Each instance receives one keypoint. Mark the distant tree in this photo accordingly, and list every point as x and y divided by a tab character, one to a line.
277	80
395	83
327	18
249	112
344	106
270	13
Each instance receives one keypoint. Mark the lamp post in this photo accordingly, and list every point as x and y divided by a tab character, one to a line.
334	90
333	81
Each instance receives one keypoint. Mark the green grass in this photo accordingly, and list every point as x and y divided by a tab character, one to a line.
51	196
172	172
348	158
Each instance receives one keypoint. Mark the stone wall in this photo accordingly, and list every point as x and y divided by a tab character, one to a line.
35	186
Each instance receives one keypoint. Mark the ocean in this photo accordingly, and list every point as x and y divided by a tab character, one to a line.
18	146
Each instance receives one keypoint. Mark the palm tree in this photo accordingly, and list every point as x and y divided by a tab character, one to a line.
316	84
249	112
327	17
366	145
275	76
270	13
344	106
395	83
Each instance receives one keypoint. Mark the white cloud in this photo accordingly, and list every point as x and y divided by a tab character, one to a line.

--

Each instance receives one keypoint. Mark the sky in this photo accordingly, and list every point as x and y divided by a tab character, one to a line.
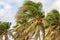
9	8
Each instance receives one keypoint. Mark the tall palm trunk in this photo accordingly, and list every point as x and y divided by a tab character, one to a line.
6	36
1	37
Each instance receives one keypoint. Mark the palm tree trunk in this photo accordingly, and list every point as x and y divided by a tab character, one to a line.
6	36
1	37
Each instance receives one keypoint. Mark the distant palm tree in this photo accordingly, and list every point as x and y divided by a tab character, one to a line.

--

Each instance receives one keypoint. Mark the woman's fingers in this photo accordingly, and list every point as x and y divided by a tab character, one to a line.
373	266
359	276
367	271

### Direction
Add -121 to every x and y coordinate in the answers, and write out everything from the line containing "Each instance receives one keypoint. Mark the distant tree" down to the line containing "Each instance receives one keypoint. Mark the white", both of those lines included, with all the other text left unchanged.

### Reply
Each instance receives one keypoint. Mark the distant tree in this photo accordingly, and list every point as x and y divided by a tab character, one to a line.
156	-41
274	-38
206	-103
128	-9
223	-15
149	-108
Each instance receives one keypoint. Mark the lamp post in this photo accordingly, and list every point as x and y divided by a tab character, one to a line.
213	-31
212	-40
Each instance receives one keypoint. Mark the green grass in this photo accordingly, and list every point as x and y divided by a tab character, one to a line.
-70	75
51	51
227	37
Each instance receives one keypoint. Mark the stone wall in this photo accordingly, and list every point as x and y divided by a tab character, one to a line.
-86	65
Each instance receives one keypoint. Mark the ocean in this photo accordingly, and list every point as x and y divided by a tab character, one to a line.
-103	25
Each instance receives one keypoint. Mark the palm tree in this photo accordingly, and list every point as x and y divided by a tab character, one to a line.
195	-37
128	-9
206	-104
245	24
154	-45
149	-108
223	-15
274	-38
Each instance receives one keypoint. Mark the white cloud in this photo accordingly, and list every point as x and y divided by a tab character, one to a line.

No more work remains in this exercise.